Aim of the exercise:
Using the entries below, transcribe exactly the line containing "target | soccer ball" and each line that follows it to the end.
* Start *
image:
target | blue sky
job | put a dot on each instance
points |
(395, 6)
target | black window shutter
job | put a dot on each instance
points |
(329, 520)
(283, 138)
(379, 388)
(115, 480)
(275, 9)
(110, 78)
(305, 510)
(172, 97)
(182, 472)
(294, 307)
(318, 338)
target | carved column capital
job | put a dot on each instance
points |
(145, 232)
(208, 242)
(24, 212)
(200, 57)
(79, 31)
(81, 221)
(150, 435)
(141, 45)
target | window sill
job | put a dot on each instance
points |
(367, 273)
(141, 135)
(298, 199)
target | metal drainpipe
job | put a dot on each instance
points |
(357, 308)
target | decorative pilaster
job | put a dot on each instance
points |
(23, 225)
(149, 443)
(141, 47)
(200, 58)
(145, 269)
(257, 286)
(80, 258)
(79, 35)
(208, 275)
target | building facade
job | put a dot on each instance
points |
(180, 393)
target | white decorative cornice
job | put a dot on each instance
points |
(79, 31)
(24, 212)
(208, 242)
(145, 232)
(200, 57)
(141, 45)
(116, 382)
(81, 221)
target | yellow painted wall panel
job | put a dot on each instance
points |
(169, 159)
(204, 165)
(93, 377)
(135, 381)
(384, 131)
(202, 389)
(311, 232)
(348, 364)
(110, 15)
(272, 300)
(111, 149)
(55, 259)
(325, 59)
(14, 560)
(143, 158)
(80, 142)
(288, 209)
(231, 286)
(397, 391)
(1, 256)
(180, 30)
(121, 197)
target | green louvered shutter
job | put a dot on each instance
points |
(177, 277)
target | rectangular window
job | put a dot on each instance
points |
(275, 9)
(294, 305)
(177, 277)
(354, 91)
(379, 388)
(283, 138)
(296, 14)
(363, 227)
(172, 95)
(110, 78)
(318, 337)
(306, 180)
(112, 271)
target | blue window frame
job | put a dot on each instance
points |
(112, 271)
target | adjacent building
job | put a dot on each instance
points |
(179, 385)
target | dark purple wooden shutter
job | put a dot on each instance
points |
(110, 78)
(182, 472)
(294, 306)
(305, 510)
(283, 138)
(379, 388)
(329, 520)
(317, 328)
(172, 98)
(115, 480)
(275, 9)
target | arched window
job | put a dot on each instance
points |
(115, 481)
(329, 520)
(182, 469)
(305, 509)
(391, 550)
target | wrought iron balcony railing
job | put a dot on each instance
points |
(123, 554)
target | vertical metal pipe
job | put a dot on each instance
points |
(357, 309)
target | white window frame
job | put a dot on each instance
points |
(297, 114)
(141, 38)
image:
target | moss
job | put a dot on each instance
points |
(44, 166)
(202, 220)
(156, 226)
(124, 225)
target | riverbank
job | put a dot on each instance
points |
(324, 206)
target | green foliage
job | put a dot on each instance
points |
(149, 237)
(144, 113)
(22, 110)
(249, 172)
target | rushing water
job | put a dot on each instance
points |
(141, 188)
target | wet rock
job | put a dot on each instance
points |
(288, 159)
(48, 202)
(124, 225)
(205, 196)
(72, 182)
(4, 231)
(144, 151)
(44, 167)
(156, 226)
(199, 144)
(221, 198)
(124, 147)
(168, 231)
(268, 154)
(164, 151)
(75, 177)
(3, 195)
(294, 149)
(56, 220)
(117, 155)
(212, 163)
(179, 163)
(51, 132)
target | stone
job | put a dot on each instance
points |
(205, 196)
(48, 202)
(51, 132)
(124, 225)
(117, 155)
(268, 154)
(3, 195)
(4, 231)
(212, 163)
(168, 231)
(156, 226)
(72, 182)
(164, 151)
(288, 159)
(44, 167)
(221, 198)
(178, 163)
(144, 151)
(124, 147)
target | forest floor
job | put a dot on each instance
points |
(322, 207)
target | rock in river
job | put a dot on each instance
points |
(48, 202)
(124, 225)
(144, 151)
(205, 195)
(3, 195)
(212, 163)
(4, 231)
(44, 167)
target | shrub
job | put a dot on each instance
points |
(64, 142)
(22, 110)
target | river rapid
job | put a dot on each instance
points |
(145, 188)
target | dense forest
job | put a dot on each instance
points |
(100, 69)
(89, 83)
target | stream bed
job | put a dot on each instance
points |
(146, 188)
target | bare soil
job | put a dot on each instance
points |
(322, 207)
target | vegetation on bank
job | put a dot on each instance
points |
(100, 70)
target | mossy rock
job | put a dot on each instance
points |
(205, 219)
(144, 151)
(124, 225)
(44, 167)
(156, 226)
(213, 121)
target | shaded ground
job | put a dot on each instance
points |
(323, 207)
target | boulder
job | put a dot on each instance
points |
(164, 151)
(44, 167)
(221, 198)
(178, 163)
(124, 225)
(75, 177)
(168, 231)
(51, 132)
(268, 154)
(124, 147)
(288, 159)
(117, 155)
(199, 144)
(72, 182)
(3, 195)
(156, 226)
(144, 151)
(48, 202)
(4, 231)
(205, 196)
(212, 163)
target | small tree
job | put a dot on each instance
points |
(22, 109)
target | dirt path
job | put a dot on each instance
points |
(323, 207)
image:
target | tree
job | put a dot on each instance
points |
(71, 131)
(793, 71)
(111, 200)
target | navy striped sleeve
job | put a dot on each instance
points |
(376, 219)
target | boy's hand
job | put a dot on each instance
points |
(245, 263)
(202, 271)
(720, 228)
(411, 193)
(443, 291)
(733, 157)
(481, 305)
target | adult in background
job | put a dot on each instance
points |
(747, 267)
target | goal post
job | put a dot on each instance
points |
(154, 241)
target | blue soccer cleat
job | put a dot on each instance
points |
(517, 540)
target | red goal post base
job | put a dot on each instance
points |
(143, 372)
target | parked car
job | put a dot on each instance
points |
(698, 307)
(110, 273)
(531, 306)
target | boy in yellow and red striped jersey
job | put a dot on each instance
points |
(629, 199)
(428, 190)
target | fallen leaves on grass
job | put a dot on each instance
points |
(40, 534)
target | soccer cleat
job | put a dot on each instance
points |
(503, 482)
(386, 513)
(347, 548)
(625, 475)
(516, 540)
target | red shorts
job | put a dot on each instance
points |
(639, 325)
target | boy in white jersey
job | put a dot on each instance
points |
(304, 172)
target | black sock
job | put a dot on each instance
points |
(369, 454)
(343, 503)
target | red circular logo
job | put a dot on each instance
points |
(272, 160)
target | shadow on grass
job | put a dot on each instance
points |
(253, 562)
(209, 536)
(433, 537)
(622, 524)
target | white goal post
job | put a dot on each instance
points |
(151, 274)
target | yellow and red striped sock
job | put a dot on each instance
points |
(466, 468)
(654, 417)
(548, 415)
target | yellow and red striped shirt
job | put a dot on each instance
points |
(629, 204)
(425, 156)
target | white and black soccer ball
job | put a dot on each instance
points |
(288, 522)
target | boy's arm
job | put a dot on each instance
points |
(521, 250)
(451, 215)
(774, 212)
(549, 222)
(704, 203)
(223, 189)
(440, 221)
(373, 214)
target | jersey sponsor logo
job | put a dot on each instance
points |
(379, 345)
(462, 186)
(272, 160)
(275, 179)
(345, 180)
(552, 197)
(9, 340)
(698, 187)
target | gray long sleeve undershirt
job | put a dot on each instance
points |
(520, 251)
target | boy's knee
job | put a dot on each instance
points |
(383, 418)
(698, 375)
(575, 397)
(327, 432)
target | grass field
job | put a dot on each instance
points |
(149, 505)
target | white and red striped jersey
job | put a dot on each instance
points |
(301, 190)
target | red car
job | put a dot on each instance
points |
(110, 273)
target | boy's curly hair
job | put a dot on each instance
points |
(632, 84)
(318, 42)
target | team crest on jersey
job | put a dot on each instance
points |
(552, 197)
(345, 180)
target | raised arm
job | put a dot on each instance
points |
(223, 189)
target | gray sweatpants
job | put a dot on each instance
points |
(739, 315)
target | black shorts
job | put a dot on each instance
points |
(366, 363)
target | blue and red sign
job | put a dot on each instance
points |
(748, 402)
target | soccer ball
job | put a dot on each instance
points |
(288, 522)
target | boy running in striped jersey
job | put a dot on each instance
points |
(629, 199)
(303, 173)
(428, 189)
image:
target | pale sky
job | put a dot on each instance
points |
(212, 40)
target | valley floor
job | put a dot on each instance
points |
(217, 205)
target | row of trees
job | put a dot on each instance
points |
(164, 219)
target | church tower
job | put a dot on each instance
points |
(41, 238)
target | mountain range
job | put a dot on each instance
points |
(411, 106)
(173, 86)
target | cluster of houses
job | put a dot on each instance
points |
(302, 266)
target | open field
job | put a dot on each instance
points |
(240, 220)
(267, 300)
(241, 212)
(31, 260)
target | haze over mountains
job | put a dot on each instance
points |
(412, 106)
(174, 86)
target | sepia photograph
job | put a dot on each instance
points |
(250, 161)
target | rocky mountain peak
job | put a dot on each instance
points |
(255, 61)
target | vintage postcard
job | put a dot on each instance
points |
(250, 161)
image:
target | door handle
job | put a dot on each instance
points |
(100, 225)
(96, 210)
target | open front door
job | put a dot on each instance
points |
* End *
Solution for this task:
target | soccer ball
job | put a dot on each instance
points |
(288, 522)
target | boy running in striped jersey
job | put a dot on each instance
points |
(629, 199)
(303, 173)
(428, 189)
image:
target | pale sky
job | put a dot on each instance
points |
(212, 40)
target | valley floor
job | put a dot on each instance
points |
(217, 205)
target | row of trees
job | put a dot on each instance
points |
(164, 219)
target | church tower
job | put a dot on each instance
points |
(41, 238)
target | mountain range
job | put a dot on each instance
points |
(411, 106)
(173, 86)
target | cluster of houses
job | put a dot on each instance
points |
(302, 266)
target | open field
job | put a dot on each instance
points |
(240, 220)
(267, 300)
(241, 212)
(31, 260)
target | haze over mountains
job | put a dot on each instance
points |
(412, 106)
(174, 86)
target | sepia photograph
job | put a dot on each instance
points |
(250, 161)
target | rocky mountain peak
job | put a dot on each instance
points |
(255, 61)
target | vintage postcard
job | put a dot on each instance
points |
(250, 161)
image:
target | door handle
job | put a dot on each instance
points |
(100, 225)
(96, 210)
target | open front door
job | put a dot on each instance
points |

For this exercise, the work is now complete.